Parts of the exercise>
**a.** In the forum post on concealed carry:
(i) Which pistol did the girlfriend prefer to shoot?
(ii) How many rounds has the writer put through that pistol without a malfunction?
(iii) Which gun does the writer carry when open carry is allowed?
**b.** Rewrite the forum post on concealed carry between "## mirage2521 (Apr" and "must be drawn.", inclusive, replacing "revolver" with "pistol".
**c.** How would the forum post on concealed carry go on from where it stops? Write the next part.

If you are worried about recoil I would suggest a small 9mm over a 380acp. I use to have a Ruger LCP which is a great carry piece but shooting that compared to my 9mm shield. The recoil the the LCP (.380) was more snappy than my shield. It didn't bother me but my girlfriend did not like it and she preferred to shoot my shield. Also the fact that you will be able to find ammo easier, cheaper, and practice more is key. The bad guy won’t know the difference if he/she is shot with a 9mm, 40 S&W, 45 ACP etc. If I am conceal carrying I want something small based off comfort I will carry my shield, if I can open carry I will carry my Glock 19. If you live in Florida conceal carrying will be the majority of what you are doing and I suggest getting something small like the S&W Shield or body guard, XDS, LC9, Kahr CM9, Ruger LCP. I can also say I have put over 1,000 rounds through my shield without a single malfunction. I have fired everything from steel case to the +P premium self defense ammunition. But that has all been static shooting I have not been able to run it through some kind of course or through something that causes more dirt.


----------



## mirage2521 (Apr 22, 2009)

advobwhite said:


> Yes, that is what I was looking at a year ago when I thought it was possible to have an acceptable hunting revolver as a concealed carry. A year of research has shown me its not practical and as I said dangerous for passers by in the event it must be drawn.

Data>

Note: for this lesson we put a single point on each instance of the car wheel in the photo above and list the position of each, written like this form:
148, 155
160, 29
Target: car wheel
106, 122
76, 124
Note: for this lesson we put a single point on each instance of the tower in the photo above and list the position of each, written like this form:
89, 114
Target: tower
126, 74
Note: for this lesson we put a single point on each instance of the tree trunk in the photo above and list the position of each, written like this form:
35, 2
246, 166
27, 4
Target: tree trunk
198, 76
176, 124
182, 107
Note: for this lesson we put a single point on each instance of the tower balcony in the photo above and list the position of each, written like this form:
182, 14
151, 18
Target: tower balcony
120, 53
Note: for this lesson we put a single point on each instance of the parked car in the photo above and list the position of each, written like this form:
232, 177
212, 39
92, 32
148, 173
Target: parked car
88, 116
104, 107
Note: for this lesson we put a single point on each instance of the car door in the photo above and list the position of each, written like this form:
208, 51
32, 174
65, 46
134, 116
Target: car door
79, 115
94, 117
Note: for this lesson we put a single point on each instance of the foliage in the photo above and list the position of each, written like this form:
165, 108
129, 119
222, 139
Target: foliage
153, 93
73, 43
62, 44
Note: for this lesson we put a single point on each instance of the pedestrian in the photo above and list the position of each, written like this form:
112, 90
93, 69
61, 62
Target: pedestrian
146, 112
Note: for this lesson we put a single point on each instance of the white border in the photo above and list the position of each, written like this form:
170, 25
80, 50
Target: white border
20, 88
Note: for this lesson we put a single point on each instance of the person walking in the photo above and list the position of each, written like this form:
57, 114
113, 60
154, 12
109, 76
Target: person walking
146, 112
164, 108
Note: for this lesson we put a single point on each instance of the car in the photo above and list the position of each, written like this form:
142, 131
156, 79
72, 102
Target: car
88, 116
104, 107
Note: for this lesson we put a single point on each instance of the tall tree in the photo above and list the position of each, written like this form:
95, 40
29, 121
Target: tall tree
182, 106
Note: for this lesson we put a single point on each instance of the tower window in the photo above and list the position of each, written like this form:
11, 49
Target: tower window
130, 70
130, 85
==
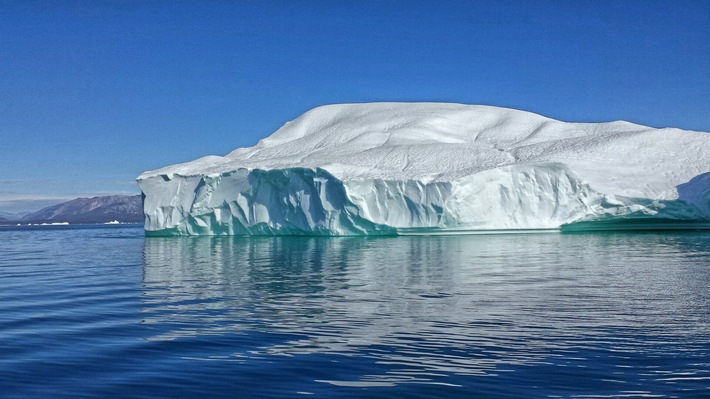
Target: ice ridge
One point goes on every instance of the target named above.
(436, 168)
---
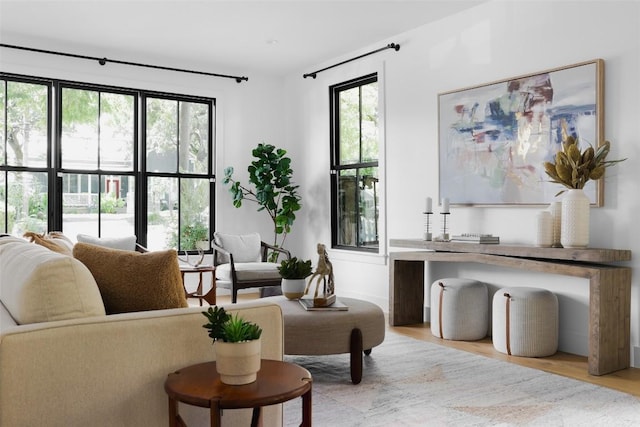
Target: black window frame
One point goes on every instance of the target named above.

Per-task answers>
**a.**
(i) The shield
(ii) Over 1,000
(iii) The Glock 19

**b.**
## mirage2521 (Apr 22, 2009)

advobwhite said:


> Yes, that is what I was looking at a year ago when I thought it was possible to have an acceptable hunting pistol as a concealed carry. A year of research has shown me its not practical and as I said dangerous for passers by in the event it must be drawn.

**c.**
> 
> Thank you for the input. I saw the m & p and lcp and the sig's entry level and also saw the KAHR but wasn't sure how good they are since I've never used one.


An LCP in not a beginner's gun. It is small with a very long trigger. It's a pain to shoot accurately.


----------



## mirage2521 (Apr 22, 2009)

Evensplit said:


> You should probably take a good CCW class along with the wife. A lot of your questions will be answered, you'll be much more confident and competent, and the instructor can help you pick the proper weapon. You'll also be familiar with each others training, which will make going shooting more fun and rewarding.
> 
> I'm very experienced with firearms and have been shooting almost my entire life. I'm going along with my wife to her training so that I'll be familiar with how she's been taught, and it's never too late to learn something new. Well worth the $$$.


Money spent on quality self defense firearms training is a lot more important than money spent on firearms. Lots of instructors will loan or rent you a gun for training and after the training you will make much better choices when purchasing.


----------



## advobwhite (Nov 22, 2012)

Thank you all for the input. I love the info that is readily available on this forum.


----------



## Brandon_SPC (Nov 2, 2013)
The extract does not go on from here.